Each is updated/regenerated to incorporate new data on a bi-weekly basis (every Wednesday). If you do not want to compute high frequency alleles yourself, you can download the files directly from github. On a unix system this can be done by using the wget command. For example:

1. global_list.txt  wget https://raw.githubusercontent.com/matteo14c/HaploCoV/master/global_list.txt
2. area_list.txt wget https://raw.githubusercontent.com/matteo14c/HaploCoV/master/country_list.txt
3. countries_list.txt wget https://raw.githubusercontent.com/matteo14c/HaploCoV/master/global_list.txt

HaploCoV does also feature additional sets of genomic variants files, which might be suitable for different use cases. These files are found under the folder “alleleVariantSet” and include:

1. Highly variable genomes. These are genomic variants found in at least 25 highly divergent genomic sequences that have 6 or more additional genomic variants w.r.t the reference strain to which they are assigned. Highly divergent genomic variants are computed by considering non overlapping intervals of 60 days. For example 960_1020_list.txt from the list of genomic variants from genome sequences isolated from 960 to 1020 days after Mon 2019-12-30 (day 0 according to HaploCoV, see here). These files are stored under the folder: HighVar. These files are useful/can be used to identify novel candidate lineage/variants which show an increased number of genomic variants compared with theri parental lineage.

◆ **Task requirements**: Reproduce the full passage on HaploCoV variant files word for word.

◆ **Data section**:
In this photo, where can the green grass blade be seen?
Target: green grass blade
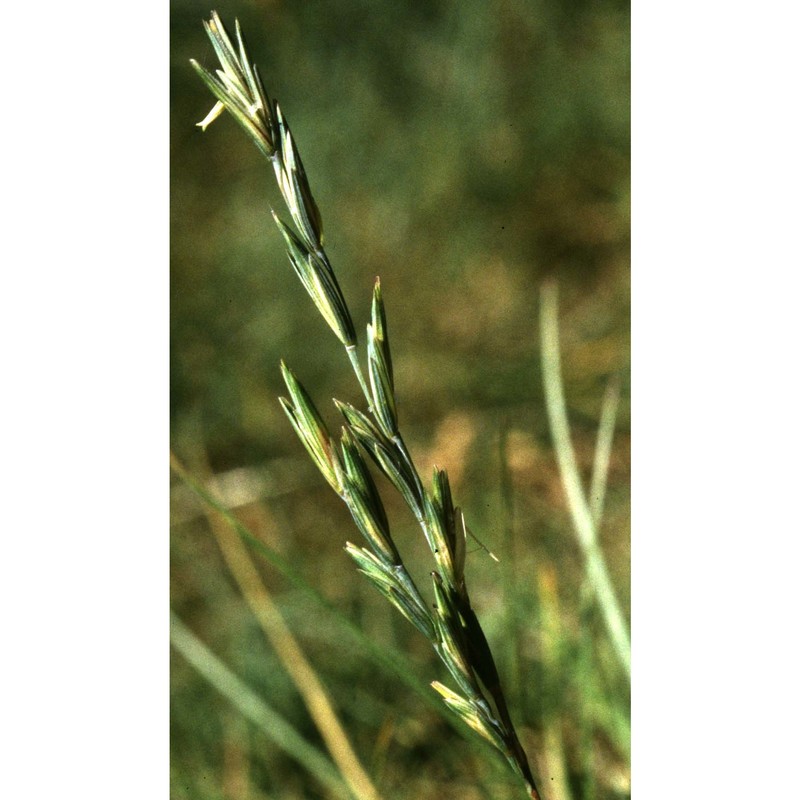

◆ **Answer to this problem**:
Each is updated/regenerated to incorporate new data on a bi-weekly basis (every Wednesday). If you do not want to compute high frequency alleles yourself, you can download the files directly from github. On a unix system this can be done by using the wget command. For example:

1. global_list.txt  wget https://raw.githubusercontent.com/matteo14c/HaploCoV/master/global_list.txt
2. area_list.txt wget https://raw.githubusercontent.com/matteo14c/HaploCoV/master/country_list.txt
3. countries_list.txt wget https://raw.githubusercontent.com/matteo14c/HaploCoV/master/global_list.txt

HaploCoV does also feature additional sets of genomic variants files, which might be suitable for different use cases. These files are found under the folder “alleleVariantSet” and include:

1. Highly variable genomes. These are genomic variants found in at least 25 highly divergent genomic sequences that have 6 or more additional genomic variants w.r.t the reference strain to which they are assigned. Highly divergent genomic variants are computed by considering non overlapping intervals of 60 days. For example 960_1020_list.txt from the list of genomic variants from genome sequences isolated from 960 to 1020 days after Mon 2019-12-30 (day 0 according to HaploCoV, see here). These files are stored under the folder: HighVar. These files are useful/can be used to identify novel candidate lineage/variants which show an increased number of genomic variants compared with theri parental lineage.